[Location identification items]
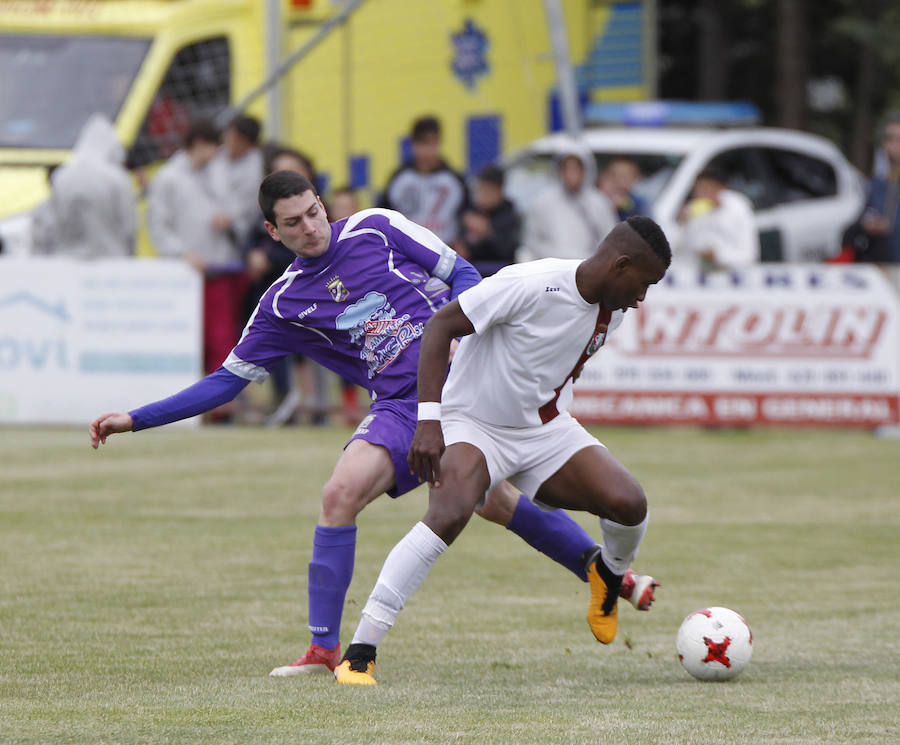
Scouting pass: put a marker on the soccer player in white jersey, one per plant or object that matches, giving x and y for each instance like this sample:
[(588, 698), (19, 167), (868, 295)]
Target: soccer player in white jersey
[(528, 331)]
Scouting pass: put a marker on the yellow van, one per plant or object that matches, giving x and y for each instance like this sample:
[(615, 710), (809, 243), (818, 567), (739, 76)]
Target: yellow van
[(484, 67)]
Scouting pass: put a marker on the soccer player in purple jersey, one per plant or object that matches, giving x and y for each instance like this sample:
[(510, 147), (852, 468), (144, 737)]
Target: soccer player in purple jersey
[(356, 300)]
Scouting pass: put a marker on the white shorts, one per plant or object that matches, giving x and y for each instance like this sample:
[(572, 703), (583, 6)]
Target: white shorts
[(527, 456)]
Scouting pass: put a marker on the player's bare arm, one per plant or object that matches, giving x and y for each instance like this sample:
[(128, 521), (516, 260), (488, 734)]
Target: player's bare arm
[(109, 424), (428, 443)]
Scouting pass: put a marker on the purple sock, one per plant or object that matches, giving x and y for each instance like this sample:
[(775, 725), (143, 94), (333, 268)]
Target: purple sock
[(330, 572), (553, 533)]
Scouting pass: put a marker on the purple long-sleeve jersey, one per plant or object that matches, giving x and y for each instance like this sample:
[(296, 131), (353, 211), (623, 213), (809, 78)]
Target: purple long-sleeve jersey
[(359, 309)]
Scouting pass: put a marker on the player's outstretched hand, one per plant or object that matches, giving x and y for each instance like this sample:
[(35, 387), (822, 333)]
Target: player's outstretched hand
[(425, 453), (109, 424)]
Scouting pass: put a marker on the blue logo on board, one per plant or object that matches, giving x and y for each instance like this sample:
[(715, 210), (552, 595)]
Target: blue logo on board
[(470, 53)]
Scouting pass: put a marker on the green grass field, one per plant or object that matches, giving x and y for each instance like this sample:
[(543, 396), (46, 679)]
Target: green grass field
[(147, 589)]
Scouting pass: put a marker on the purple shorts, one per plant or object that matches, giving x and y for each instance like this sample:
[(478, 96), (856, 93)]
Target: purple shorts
[(391, 423)]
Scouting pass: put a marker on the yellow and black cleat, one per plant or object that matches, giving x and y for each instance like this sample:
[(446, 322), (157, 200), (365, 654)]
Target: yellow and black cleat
[(602, 609), (357, 666)]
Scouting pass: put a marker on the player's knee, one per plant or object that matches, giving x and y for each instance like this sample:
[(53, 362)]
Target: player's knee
[(448, 517), (341, 502), (628, 505), (500, 504)]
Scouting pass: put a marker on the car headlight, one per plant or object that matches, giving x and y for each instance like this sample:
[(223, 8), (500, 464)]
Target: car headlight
[(15, 234)]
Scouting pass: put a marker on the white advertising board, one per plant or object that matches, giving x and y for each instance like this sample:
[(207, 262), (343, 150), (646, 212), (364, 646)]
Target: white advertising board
[(774, 344), (78, 338)]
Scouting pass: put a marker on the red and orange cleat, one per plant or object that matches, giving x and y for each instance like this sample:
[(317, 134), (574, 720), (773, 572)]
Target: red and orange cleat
[(316, 660)]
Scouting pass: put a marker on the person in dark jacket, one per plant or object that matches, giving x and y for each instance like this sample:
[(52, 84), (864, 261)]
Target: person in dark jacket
[(493, 228)]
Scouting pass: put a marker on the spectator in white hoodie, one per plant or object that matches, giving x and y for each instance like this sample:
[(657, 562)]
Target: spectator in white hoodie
[(187, 218), (237, 170), (719, 225), (569, 219)]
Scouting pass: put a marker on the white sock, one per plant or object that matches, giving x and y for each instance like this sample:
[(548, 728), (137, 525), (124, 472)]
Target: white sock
[(405, 568), (620, 543)]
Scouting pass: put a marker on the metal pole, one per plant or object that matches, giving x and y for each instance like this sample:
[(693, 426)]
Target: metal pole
[(565, 77), (273, 57), (649, 73), (225, 116)]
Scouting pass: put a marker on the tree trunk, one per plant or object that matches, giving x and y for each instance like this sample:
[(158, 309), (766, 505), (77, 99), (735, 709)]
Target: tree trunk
[(791, 68), (861, 131), (712, 59)]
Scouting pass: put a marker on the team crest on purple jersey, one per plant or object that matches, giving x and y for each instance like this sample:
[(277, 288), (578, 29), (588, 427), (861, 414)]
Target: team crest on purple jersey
[(336, 287)]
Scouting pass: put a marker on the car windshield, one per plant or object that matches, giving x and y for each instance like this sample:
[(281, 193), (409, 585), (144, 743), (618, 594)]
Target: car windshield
[(52, 84), (532, 172)]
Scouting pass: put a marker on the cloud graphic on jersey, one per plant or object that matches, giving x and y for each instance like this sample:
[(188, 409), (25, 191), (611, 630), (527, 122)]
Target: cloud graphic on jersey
[(361, 311)]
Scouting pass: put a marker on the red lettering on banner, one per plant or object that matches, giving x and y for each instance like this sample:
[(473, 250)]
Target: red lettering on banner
[(737, 331), (642, 407)]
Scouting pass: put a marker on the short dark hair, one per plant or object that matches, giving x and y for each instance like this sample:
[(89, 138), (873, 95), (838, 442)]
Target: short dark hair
[(649, 230), (424, 126), (247, 126), (281, 185), (491, 174), (201, 130)]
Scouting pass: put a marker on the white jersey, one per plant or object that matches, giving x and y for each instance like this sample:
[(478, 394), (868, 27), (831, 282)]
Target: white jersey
[(533, 329)]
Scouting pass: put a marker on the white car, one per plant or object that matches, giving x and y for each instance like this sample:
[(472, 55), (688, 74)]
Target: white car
[(804, 191)]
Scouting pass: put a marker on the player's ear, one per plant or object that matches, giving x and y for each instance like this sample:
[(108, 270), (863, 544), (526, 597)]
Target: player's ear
[(622, 262)]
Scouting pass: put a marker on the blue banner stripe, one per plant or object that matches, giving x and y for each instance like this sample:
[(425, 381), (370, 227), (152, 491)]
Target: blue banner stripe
[(136, 363)]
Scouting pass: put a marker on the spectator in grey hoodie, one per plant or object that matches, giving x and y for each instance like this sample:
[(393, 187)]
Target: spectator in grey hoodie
[(92, 209)]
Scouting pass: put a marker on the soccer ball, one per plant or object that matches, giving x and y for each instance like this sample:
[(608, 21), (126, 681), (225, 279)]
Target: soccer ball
[(714, 644)]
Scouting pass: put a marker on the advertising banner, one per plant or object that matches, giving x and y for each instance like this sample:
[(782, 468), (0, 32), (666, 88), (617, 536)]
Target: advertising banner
[(773, 344), (78, 338)]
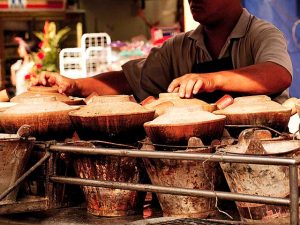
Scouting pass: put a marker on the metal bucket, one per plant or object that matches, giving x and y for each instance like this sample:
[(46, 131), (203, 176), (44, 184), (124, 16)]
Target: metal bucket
[(106, 201), (184, 174), (263, 180), (14, 154)]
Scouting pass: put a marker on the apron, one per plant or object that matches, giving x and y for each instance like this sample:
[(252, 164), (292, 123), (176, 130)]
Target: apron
[(210, 67)]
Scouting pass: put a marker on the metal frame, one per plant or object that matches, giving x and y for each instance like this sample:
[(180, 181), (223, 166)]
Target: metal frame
[(292, 163)]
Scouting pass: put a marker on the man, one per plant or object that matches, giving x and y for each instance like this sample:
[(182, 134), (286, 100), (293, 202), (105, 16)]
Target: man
[(230, 52)]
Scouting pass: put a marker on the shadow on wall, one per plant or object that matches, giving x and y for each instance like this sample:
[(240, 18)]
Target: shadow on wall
[(284, 15)]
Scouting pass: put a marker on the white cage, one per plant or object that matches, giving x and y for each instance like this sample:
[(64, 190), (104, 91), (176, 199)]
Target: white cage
[(95, 40), (71, 63)]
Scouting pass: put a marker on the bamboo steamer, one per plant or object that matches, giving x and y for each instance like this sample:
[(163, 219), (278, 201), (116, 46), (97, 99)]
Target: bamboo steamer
[(114, 118), (256, 110), (41, 91), (14, 155), (273, 180), (47, 117), (178, 124)]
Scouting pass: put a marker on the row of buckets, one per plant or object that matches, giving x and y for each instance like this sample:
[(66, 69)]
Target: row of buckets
[(251, 179)]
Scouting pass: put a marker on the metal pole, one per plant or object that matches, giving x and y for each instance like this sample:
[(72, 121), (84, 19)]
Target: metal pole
[(171, 190), (24, 176), (294, 195), (216, 157)]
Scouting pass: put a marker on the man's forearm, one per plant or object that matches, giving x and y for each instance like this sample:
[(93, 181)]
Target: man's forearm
[(110, 83), (264, 78)]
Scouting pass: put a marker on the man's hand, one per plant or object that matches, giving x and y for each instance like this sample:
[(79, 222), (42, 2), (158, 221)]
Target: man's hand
[(65, 85), (192, 83)]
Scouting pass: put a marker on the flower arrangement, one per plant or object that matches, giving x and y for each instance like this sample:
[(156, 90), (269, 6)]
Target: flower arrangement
[(46, 58)]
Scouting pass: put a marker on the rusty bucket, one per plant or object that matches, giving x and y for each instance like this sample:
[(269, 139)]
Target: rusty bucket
[(263, 180), (14, 154), (184, 174), (106, 201)]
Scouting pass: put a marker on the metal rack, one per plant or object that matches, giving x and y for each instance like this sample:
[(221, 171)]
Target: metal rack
[(292, 163)]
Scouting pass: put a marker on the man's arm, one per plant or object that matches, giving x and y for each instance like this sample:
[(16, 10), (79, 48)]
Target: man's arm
[(264, 78), (109, 83)]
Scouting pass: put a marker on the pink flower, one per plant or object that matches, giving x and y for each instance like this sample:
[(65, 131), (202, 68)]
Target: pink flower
[(27, 76), (41, 55), (39, 66)]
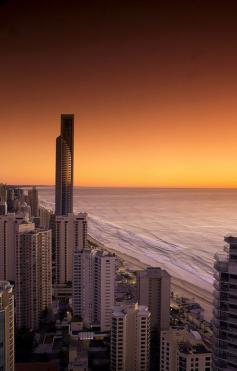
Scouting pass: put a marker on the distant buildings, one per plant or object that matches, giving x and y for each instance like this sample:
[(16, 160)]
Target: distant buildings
[(7, 351), (3, 208), (64, 166), (225, 308), (33, 275), (70, 235), (93, 287), (33, 201), (3, 192), (130, 338), (153, 290), (9, 226), (184, 350), (45, 217)]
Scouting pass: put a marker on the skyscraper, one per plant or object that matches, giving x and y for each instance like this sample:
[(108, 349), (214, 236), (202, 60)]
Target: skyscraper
[(70, 235), (93, 287), (130, 338), (225, 308), (33, 276), (153, 290), (7, 358), (33, 201), (64, 166), (9, 227)]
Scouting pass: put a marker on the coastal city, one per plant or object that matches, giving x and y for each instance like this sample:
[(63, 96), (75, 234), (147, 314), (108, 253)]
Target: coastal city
[(69, 302)]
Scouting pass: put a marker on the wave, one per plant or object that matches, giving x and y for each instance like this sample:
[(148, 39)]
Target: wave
[(154, 251)]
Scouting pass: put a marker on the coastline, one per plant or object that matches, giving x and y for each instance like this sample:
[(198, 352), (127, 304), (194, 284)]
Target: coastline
[(178, 286)]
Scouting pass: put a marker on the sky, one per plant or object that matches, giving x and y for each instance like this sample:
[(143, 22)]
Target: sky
[(152, 84)]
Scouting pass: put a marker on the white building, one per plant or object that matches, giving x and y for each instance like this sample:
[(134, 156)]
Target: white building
[(153, 291), (70, 236), (9, 225), (33, 276), (225, 308), (7, 351), (45, 217), (93, 287), (130, 338), (183, 350)]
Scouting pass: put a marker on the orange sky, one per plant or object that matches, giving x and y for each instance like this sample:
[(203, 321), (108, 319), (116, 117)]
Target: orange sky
[(153, 92)]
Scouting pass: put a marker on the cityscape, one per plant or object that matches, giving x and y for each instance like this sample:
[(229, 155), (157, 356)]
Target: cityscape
[(118, 186), (69, 303)]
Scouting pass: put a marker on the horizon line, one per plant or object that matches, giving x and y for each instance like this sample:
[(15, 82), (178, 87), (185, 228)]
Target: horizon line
[(122, 187)]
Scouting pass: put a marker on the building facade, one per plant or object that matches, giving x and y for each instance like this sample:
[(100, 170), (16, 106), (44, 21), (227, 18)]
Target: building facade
[(70, 234), (225, 308), (33, 200), (130, 338), (33, 276), (9, 226), (153, 291), (183, 350), (64, 166), (7, 351), (93, 287)]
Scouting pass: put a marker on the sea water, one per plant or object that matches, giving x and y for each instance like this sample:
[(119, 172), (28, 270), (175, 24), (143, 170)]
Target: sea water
[(177, 229)]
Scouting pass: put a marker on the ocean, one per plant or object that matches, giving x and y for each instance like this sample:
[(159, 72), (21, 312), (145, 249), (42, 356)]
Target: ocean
[(177, 229)]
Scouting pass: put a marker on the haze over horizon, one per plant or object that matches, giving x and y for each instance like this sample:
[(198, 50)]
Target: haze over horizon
[(153, 88)]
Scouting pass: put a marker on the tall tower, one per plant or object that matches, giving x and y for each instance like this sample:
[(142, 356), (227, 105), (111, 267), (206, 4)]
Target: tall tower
[(64, 166), (7, 351), (70, 235), (225, 308), (93, 287), (9, 227), (130, 338), (153, 290), (34, 201), (33, 276)]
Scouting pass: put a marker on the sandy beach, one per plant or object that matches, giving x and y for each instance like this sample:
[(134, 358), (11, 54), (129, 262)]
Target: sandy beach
[(178, 286)]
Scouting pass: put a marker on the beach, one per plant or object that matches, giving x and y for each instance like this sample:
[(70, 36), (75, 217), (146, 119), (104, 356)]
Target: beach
[(178, 286)]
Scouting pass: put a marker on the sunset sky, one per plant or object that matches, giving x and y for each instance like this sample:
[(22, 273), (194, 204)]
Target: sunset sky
[(153, 88)]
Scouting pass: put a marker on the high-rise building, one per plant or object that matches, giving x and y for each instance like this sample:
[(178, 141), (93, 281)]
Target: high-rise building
[(70, 235), (33, 201), (9, 225), (3, 192), (184, 350), (64, 166), (93, 287), (225, 308), (153, 291), (7, 351), (33, 276), (45, 217), (130, 338), (3, 208)]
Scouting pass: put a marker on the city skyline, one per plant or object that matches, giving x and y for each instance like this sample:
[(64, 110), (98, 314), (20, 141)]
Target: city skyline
[(153, 90)]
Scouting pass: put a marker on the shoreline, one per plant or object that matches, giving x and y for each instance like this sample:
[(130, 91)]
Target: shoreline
[(179, 286)]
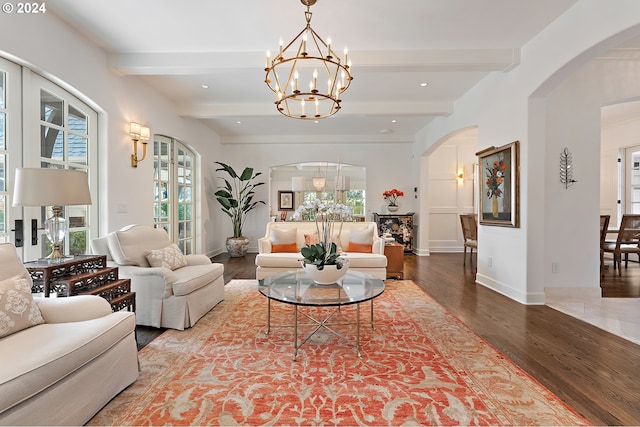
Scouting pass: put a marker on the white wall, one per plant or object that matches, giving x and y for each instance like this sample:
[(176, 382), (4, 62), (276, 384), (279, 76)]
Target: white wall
[(49, 47), (447, 198), (512, 106)]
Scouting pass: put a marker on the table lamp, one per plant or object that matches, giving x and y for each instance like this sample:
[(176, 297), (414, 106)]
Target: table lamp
[(55, 188)]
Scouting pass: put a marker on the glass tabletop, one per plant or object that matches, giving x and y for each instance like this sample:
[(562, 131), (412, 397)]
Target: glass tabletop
[(295, 287)]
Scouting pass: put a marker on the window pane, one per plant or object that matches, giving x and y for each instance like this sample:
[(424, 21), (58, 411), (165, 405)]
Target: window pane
[(51, 108), (3, 216), (3, 84), (77, 120), (3, 130), (78, 147), (51, 143), (77, 216), (3, 172)]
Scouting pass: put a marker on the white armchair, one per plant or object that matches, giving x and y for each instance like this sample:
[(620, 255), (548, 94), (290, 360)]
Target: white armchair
[(61, 366), (174, 290)]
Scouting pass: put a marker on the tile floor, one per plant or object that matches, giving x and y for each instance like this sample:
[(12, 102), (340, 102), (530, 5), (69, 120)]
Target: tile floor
[(620, 316)]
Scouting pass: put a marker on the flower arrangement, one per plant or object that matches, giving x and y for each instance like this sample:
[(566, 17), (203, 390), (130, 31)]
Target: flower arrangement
[(326, 217), (392, 196), (495, 177)]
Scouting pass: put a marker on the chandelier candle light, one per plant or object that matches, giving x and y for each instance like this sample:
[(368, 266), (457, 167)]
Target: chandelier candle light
[(308, 56)]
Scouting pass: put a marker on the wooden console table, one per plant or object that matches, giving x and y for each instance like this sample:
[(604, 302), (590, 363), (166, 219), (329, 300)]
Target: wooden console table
[(395, 260), (400, 226), (82, 275)]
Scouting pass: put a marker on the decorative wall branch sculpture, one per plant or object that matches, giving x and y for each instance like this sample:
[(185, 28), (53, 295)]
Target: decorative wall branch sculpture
[(566, 168)]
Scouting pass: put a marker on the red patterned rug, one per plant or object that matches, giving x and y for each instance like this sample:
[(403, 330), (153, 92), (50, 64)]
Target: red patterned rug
[(420, 366)]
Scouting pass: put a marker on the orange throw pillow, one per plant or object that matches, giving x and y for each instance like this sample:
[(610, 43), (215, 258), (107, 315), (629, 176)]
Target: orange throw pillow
[(284, 247), (359, 247), (311, 239)]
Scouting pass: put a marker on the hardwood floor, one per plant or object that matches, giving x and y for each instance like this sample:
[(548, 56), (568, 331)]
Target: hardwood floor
[(593, 371)]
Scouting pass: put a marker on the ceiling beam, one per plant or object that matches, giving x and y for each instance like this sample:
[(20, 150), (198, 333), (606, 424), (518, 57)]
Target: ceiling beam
[(383, 60), (201, 111)]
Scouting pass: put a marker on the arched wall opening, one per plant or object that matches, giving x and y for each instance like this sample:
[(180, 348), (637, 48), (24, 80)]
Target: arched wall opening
[(565, 112)]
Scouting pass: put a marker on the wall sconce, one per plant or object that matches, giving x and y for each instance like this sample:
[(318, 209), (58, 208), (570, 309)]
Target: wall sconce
[(142, 134)]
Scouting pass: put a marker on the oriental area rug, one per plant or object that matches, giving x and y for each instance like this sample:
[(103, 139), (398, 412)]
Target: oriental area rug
[(419, 366)]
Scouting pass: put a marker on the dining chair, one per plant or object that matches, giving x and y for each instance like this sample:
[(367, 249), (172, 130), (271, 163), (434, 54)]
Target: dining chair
[(627, 242), (604, 226), (469, 234)]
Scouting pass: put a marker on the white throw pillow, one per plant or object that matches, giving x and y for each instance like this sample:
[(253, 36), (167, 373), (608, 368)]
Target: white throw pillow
[(18, 310), (282, 236), (362, 236), (170, 257)]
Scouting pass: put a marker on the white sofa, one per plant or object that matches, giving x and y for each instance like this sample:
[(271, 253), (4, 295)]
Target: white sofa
[(166, 297), (268, 262), (62, 371)]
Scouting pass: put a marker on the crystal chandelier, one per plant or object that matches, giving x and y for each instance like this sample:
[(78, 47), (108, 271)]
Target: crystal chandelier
[(307, 76)]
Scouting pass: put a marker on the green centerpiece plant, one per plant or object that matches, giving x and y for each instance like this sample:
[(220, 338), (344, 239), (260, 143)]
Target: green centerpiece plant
[(329, 218), (236, 198)]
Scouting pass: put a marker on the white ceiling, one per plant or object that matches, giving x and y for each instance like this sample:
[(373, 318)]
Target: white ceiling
[(177, 46)]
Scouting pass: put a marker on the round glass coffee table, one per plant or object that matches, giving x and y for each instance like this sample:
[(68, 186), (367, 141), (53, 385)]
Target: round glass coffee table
[(297, 289)]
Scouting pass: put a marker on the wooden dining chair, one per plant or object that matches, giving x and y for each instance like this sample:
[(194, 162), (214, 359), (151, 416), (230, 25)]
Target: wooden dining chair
[(604, 226), (627, 242), (469, 234)]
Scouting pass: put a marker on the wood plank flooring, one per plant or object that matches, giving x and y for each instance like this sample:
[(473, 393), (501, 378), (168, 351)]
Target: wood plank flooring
[(593, 371)]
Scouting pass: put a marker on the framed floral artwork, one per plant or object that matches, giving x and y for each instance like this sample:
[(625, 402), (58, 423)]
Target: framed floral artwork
[(285, 200), (499, 186)]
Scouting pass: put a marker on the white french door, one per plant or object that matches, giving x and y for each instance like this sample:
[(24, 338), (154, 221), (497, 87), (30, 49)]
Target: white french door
[(632, 180), (44, 126), (10, 148), (174, 204)]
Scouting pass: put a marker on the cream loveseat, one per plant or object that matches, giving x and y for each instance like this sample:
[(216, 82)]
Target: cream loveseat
[(173, 293), (279, 249), (72, 357)]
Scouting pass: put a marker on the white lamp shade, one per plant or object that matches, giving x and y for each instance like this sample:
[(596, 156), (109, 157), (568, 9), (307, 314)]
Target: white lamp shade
[(51, 187), (297, 183)]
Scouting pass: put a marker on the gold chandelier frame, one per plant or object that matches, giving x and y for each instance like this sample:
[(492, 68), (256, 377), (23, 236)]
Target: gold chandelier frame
[(312, 56)]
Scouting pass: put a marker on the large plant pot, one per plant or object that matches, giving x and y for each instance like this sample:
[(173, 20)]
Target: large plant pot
[(237, 246), (329, 275)]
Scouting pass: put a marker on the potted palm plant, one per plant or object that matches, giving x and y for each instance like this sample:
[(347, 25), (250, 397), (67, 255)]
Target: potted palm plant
[(236, 199)]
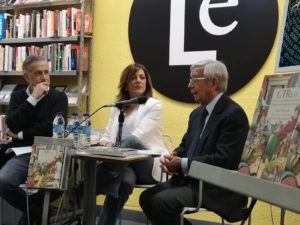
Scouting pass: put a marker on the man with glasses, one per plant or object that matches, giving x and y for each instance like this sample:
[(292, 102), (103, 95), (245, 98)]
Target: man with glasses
[(216, 134), (31, 112)]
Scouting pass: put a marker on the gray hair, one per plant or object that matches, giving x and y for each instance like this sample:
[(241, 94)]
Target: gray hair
[(29, 60), (213, 69)]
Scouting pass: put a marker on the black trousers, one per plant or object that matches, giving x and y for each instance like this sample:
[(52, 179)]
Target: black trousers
[(164, 202)]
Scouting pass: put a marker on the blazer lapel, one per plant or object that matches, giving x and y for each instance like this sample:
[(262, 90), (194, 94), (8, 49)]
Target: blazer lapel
[(212, 121)]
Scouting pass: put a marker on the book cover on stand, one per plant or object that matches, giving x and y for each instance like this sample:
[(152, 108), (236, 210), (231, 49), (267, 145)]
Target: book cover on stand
[(49, 163), (272, 149)]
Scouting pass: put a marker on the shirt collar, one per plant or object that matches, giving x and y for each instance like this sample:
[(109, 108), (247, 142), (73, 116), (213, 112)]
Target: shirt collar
[(211, 105)]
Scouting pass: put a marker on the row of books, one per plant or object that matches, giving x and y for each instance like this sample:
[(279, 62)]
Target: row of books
[(20, 2), (60, 56), (45, 23), (71, 92)]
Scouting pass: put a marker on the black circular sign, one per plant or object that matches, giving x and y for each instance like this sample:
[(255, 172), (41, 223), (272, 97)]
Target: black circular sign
[(241, 33)]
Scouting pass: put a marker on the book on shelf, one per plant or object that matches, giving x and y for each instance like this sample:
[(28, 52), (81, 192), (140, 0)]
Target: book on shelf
[(5, 92), (88, 23), (72, 94), (111, 151), (49, 163), (272, 148), (60, 56), (2, 128)]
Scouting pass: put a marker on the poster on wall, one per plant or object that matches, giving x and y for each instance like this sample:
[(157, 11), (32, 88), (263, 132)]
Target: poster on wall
[(272, 149), (288, 54)]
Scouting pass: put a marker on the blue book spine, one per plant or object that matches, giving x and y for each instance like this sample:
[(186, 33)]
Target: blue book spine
[(2, 26)]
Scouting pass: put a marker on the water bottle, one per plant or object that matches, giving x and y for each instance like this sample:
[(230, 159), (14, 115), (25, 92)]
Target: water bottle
[(69, 127), (58, 126), (85, 133)]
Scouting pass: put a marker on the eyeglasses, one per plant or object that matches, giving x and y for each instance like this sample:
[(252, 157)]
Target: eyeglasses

Required work - Exactly repeat the lines from the line that contains "Scouting pass: put a marker on the blue book" to the end of the entries, both included, and leave out all other lines.

Finished answer -
Scouting pass: put a marker on the blue book spine, one per plant or object that matches, giving x and y for each instance like this sample:
[(186, 33)]
Target: blue book spine
[(2, 26)]
Scouting pass: put a marker on the water bottle, one per plant or object that matches, giving x and y for each instance like this sample:
[(230, 159), (14, 115), (25, 92)]
Target: water bottle
[(69, 127), (58, 126), (85, 133)]
Scouting pass: put a marker on the eyeglasses, one per plant or object that matches, giving x and y for each instance like this sample:
[(252, 157)]
Target: eyeglasses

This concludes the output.